[Dataset entries]
——————
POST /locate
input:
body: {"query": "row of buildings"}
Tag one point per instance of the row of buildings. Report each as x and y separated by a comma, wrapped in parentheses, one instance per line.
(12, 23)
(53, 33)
——————
Work request >>
After the last line, print all the entries once again, unchanged.

Response to the task >>
POST /locate
input:
body: {"query": "row of buildings"}
Tag one point per instance of the row of buildings. Report each as x and y separated by a comma, wrapped in parentheses, one instance per line.
(12, 23)
(53, 33)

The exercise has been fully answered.